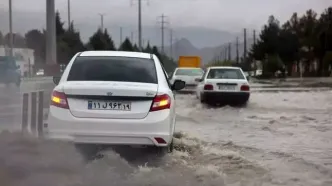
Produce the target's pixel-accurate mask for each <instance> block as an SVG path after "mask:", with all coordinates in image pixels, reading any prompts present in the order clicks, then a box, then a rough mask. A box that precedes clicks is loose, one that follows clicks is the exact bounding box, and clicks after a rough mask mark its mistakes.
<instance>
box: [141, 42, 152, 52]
mask: <svg viewBox="0 0 332 186" xmlns="http://www.w3.org/2000/svg"><path fill="white" fill-rule="evenodd" d="M143 51H144V52H146V53H152V52H153V51H152V48H151V45H150V42H148V44H147V45H146V48H145V49H144V50H143Z"/></svg>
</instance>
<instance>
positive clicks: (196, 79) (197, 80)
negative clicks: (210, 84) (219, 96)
mask: <svg viewBox="0 0 332 186" xmlns="http://www.w3.org/2000/svg"><path fill="white" fill-rule="evenodd" d="M195 81H196V82H202V81H203V79H202V78H196V79H195Z"/></svg>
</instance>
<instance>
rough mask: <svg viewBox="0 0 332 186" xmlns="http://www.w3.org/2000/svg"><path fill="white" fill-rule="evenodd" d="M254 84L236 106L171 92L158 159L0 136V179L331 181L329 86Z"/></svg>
mask: <svg viewBox="0 0 332 186" xmlns="http://www.w3.org/2000/svg"><path fill="white" fill-rule="evenodd" d="M27 90H28V89H27ZM254 90H256V91H253V93H252V96H251V98H250V103H249V104H248V106H247V107H244V108H233V107H229V106H225V107H222V108H210V107H207V106H205V105H202V104H200V103H199V101H198V100H196V98H195V96H193V95H176V99H177V103H176V104H177V108H176V109H177V115H178V117H177V128H176V130H177V134H176V141H175V143H176V150H175V152H174V153H172V154H170V155H166V156H164V157H157V156H155V155H154V154H152V153H150V152H146V151H145V150H144V149H131V148H121V149H118V148H117V149H115V151H112V150H110V149H106V150H105V149H104V151H102V154H103V155H102V156H99V158H98V159H96V160H94V161H86V160H84V159H83V157H82V156H81V153H79V152H78V151H76V150H75V148H74V146H73V145H72V144H66V143H61V142H50V141H38V140H35V139H30V138H22V137H20V136H18V135H13V134H2V135H0V148H1V153H0V179H1V180H3V182H2V183H3V184H5V183H11V186H21V185H24V186H34V185H49V186H53V185H54V186H55V185H64V186H73V185H75V186H76V185H77V186H80V185H82V186H91V185H94V186H113V185H117V186H123V185H126V186H127V185H139V186H143V185H149V184H150V185H157V186H159V185H160V186H174V185H188V186H196V185H197V186H201V185H215V186H222V185H230V186H281V185H282V186H331V185H332V145H331V142H332V125H331V120H332V115H331V113H332V91H331V89H329V88H324V89H323V88H321V89H317V88H316V89H312V90H311V91H310V90H307V89H305V90H303V91H300V90H299V89H297V91H296V92H294V91H284V90H282V91H280V90H279V91H277V90H268V88H266V90H267V91H264V88H262V87H259V86H256V87H255V88H254ZM45 99H46V98H45ZM8 100H9V99H8ZM8 108H9V107H8ZM8 113H9V112H8ZM1 122H2V121H1ZM85 155H86V154H85ZM1 162H2V163H1Z"/></svg>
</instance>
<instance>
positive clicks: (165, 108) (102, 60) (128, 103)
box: [44, 51, 185, 152]
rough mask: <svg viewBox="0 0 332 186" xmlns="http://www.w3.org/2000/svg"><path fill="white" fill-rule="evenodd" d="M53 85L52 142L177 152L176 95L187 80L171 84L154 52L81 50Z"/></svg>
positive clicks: (49, 134) (48, 132)
mask: <svg viewBox="0 0 332 186" xmlns="http://www.w3.org/2000/svg"><path fill="white" fill-rule="evenodd" d="M53 81H54V83H55V84H57V86H56V87H55V88H54V90H53V93H52V98H51V106H50V109H49V115H48V124H47V127H45V129H44V130H45V133H46V134H45V136H46V137H47V138H52V139H61V140H69V141H73V142H76V143H83V144H116V145H145V146H150V147H157V148H156V149H158V151H159V150H161V151H162V152H165V150H167V151H168V152H171V151H172V150H173V134H174V130H175V121H176V120H175V117H176V113H175V99H174V95H173V91H176V90H181V89H182V88H184V86H185V82H183V81H180V80H177V81H175V82H174V83H173V84H170V83H169V81H168V78H167V74H166V71H165V70H164V68H163V66H162V65H161V62H160V61H159V59H158V58H157V57H156V56H155V55H154V54H148V53H140V52H121V51H85V52H81V53H78V54H76V55H75V56H74V57H73V59H72V60H71V62H70V63H69V64H68V65H67V67H66V69H65V71H64V72H63V74H62V76H61V78H58V77H54V79H53Z"/></svg>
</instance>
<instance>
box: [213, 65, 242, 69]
mask: <svg viewBox="0 0 332 186" xmlns="http://www.w3.org/2000/svg"><path fill="white" fill-rule="evenodd" d="M209 69H241V68H240V67H232V66H216V67H209Z"/></svg>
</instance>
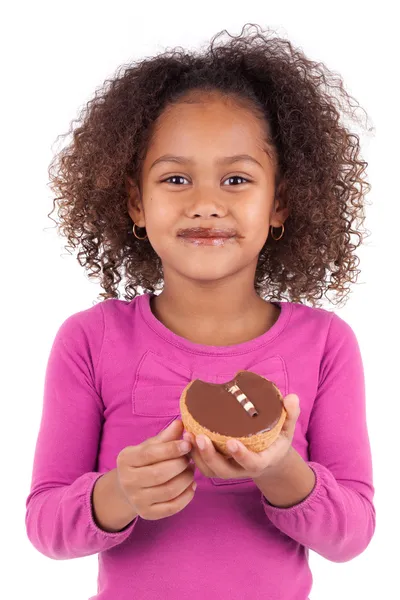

▶ _Problem to solve_
Collect every line of the records that contains the string "rough". Case counts.

▶ _Exercise output_
Produce the target's pixel-accurate mask for each <instance> block as an SVG path after "mask:", with all coordinates in image pixels, reading any prompts present in the order clicks, then a box, then a rough mask. A box that precedes clicks is loose, one that follows clicks is the exact bounding box, and clicks after a rough mask mark its mistakes.
rough mask: <svg viewBox="0 0 332 186" xmlns="http://www.w3.org/2000/svg"><path fill="white" fill-rule="evenodd" d="M254 84L236 106L171 92L158 159L0 136V179L331 181L329 86Z"/></svg>
rough mask: <svg viewBox="0 0 332 186" xmlns="http://www.w3.org/2000/svg"><path fill="white" fill-rule="evenodd" d="M53 85L52 142L177 152L176 95L187 80L171 84L154 52L81 50Z"/></svg>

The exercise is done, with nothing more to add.